Can you copy out every line of the records below, word for word, starting at the line containing "Does it include any murky" and continuing down to the line containing "684;175;734;200", with both of those lines included?

-- BEGIN --

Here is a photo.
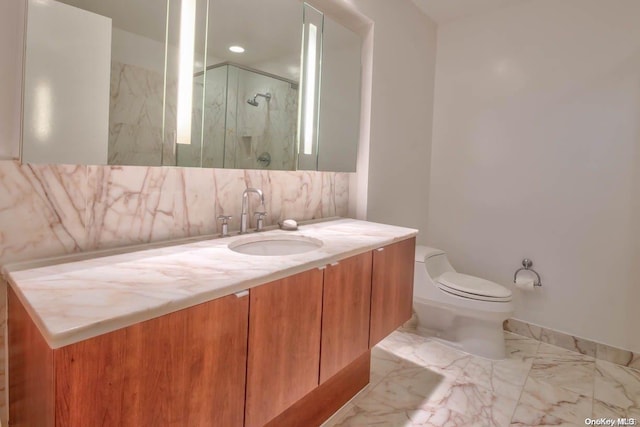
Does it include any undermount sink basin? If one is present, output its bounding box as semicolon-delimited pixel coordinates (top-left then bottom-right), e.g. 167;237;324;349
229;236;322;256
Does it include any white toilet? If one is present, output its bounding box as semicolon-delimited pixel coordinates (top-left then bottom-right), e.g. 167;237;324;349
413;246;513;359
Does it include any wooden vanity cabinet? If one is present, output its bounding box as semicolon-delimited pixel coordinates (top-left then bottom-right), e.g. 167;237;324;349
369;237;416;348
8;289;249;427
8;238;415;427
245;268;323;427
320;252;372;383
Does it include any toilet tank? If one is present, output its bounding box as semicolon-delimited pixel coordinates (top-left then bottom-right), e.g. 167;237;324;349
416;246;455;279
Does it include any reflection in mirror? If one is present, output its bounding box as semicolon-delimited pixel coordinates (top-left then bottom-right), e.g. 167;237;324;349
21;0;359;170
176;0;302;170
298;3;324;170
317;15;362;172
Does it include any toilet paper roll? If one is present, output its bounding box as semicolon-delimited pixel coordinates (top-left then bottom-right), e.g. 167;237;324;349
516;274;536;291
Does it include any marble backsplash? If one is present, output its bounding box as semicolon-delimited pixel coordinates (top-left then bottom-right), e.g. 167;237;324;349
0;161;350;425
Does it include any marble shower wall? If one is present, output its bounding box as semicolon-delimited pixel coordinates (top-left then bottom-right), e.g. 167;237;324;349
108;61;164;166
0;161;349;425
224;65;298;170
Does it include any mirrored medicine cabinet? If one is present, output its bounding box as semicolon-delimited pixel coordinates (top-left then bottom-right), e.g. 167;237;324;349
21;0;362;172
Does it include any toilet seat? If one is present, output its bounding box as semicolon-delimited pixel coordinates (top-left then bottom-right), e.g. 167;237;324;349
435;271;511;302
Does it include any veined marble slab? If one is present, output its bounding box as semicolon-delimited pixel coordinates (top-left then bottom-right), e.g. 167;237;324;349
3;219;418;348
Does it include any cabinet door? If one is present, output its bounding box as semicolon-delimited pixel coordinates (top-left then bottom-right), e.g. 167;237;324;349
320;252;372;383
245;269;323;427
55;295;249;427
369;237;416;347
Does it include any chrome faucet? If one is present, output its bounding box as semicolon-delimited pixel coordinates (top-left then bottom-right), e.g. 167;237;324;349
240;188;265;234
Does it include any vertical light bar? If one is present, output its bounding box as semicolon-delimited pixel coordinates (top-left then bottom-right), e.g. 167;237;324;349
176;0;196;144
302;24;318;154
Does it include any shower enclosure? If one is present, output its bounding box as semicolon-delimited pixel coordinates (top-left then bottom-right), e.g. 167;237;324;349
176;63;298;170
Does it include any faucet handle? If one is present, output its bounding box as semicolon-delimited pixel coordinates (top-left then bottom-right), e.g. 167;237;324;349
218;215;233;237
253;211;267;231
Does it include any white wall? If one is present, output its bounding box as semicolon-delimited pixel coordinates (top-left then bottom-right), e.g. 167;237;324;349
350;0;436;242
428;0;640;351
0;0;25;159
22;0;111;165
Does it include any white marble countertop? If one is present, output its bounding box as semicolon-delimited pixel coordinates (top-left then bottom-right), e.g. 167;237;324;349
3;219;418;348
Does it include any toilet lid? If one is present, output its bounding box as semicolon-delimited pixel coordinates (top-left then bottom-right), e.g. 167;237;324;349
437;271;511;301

-- END --
-- BEGIN --

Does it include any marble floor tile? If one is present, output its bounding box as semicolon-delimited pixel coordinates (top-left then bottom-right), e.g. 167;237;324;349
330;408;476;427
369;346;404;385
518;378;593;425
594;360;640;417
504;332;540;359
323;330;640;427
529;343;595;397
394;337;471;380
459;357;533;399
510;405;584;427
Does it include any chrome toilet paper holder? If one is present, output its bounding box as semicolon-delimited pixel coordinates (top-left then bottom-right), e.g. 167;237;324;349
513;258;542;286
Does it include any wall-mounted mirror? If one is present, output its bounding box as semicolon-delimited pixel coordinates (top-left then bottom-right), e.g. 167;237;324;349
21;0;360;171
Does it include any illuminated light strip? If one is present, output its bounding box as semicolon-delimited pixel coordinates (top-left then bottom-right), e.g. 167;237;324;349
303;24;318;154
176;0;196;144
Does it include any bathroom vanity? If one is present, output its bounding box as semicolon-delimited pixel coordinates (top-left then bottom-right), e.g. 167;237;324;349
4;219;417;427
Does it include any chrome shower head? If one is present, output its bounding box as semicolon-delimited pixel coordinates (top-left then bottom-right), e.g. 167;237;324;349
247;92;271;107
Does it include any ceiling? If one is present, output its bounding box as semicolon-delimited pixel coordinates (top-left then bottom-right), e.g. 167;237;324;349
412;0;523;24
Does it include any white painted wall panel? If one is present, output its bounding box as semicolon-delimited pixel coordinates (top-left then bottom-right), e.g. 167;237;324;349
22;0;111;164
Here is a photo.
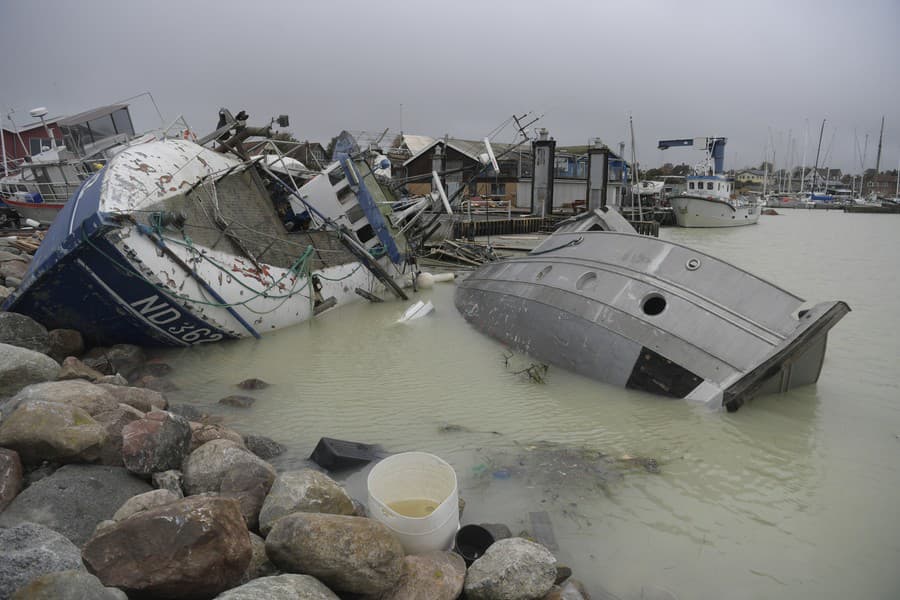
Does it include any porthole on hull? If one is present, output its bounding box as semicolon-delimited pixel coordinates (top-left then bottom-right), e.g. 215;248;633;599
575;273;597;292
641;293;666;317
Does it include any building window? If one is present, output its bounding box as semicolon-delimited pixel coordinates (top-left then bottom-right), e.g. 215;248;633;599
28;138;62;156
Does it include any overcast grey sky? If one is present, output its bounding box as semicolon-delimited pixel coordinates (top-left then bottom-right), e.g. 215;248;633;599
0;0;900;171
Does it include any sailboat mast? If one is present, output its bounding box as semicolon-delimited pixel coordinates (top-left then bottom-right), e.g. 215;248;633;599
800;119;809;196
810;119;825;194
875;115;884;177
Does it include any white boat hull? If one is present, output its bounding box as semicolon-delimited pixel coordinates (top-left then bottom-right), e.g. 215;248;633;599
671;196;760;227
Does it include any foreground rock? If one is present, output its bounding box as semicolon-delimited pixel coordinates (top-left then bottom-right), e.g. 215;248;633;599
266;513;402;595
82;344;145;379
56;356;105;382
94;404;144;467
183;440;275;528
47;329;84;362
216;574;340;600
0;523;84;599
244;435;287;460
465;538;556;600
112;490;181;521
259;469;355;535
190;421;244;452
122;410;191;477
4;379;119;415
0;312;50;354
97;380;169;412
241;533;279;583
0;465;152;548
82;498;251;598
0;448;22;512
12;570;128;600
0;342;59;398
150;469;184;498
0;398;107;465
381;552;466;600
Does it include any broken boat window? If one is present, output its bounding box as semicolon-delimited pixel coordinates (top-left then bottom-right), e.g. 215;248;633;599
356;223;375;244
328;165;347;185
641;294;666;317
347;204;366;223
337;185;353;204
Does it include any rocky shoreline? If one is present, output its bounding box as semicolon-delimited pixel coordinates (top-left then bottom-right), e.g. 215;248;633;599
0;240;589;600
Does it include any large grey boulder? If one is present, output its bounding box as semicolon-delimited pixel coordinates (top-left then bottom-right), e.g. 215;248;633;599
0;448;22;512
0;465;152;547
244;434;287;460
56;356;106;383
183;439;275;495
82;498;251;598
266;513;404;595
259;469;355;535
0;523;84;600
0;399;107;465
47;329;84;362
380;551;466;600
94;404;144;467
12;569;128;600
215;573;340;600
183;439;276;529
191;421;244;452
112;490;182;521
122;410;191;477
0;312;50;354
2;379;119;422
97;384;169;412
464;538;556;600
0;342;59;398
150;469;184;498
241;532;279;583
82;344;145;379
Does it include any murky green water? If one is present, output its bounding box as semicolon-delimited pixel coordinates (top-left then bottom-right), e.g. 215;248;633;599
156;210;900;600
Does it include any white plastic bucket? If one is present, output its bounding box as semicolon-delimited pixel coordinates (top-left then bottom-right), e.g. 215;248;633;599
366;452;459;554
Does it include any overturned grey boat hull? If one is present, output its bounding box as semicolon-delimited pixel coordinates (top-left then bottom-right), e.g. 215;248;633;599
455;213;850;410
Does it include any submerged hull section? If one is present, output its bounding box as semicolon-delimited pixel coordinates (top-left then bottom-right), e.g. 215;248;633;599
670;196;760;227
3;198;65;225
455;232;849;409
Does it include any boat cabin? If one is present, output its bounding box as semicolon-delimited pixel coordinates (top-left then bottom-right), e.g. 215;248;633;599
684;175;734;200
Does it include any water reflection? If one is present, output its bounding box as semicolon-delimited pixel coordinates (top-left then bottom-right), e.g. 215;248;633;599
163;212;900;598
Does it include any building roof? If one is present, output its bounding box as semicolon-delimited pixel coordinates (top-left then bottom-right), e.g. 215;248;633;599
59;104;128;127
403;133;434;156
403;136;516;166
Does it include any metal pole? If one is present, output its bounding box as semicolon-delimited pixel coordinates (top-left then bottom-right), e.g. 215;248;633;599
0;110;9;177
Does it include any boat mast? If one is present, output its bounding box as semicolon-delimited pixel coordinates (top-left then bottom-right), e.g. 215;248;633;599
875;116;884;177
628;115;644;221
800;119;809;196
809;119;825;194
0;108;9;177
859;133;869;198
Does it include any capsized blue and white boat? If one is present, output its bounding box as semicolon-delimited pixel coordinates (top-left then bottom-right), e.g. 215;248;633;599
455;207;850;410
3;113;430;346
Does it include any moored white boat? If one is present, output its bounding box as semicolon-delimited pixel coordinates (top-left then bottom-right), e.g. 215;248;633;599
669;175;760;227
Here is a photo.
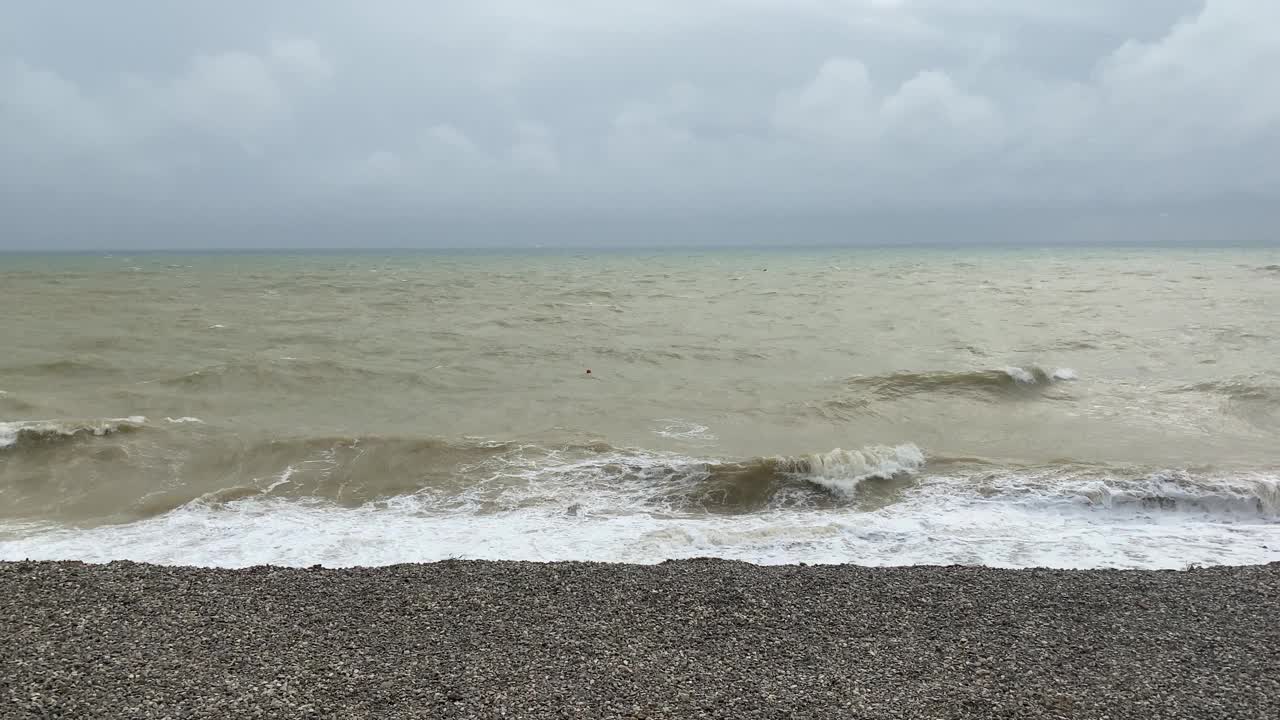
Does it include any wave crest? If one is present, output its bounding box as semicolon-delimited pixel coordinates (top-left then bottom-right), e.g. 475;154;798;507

-- END --
-- BEGIN --

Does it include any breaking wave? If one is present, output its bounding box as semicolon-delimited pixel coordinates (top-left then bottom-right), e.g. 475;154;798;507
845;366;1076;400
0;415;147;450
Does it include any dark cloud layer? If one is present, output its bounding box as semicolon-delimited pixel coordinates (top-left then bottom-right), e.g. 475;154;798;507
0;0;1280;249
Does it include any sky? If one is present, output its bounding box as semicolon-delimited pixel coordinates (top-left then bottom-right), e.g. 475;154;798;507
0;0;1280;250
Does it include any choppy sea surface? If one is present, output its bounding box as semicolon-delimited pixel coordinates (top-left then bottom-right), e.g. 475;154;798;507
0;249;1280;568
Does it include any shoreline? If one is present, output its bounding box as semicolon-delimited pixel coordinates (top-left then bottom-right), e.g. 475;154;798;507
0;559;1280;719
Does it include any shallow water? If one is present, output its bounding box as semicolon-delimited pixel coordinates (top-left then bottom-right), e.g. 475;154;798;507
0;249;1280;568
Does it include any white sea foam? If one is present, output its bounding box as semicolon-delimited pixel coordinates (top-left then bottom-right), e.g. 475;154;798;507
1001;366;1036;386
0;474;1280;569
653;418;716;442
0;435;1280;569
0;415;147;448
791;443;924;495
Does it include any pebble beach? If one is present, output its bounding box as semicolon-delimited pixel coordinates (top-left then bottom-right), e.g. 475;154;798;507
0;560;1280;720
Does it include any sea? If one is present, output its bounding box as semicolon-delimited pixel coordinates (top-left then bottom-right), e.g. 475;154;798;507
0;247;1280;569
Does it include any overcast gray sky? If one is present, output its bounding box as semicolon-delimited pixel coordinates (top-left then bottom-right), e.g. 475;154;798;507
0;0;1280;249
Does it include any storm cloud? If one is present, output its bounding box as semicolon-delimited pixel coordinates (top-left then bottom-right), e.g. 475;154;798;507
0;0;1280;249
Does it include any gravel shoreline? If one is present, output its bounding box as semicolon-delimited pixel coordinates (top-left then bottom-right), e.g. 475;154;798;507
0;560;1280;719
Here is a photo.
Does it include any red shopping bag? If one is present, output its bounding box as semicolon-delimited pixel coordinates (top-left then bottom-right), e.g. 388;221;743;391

-- END --

:: The output ::
Does it include any murky green water? If one is present, output its bounding box as semicolon-delimited pixel coordinates (top-left then bottom-right), e.g. 215;248;633;599
156;210;900;600
Does it include any white plastic bucket? If one is present, output its bounding box as semicolon-delimited pixel coordinates (top-left then bottom-right), e.g. 215;248;633;599
366;452;459;554
Does it include any overturned grey boat hull? If one is present, output its bounding box as semicolon-delimited pixel coordinates (top-left then bottom-right), e.g. 215;248;633;599
455;213;850;410
Does it include any submerged hull section? If one is present, output its bounding box as semicolon-delimited pixel coordinates (top-left then bottom-right), e.g. 215;248;633;599
670;196;760;227
3;198;65;225
455;232;849;409
Does it include any boat cabin? If one is present, output its bounding box as semicolon-delimited pixel coordinates (top-left then bottom-right), e.g. 215;248;633;599
684;175;734;200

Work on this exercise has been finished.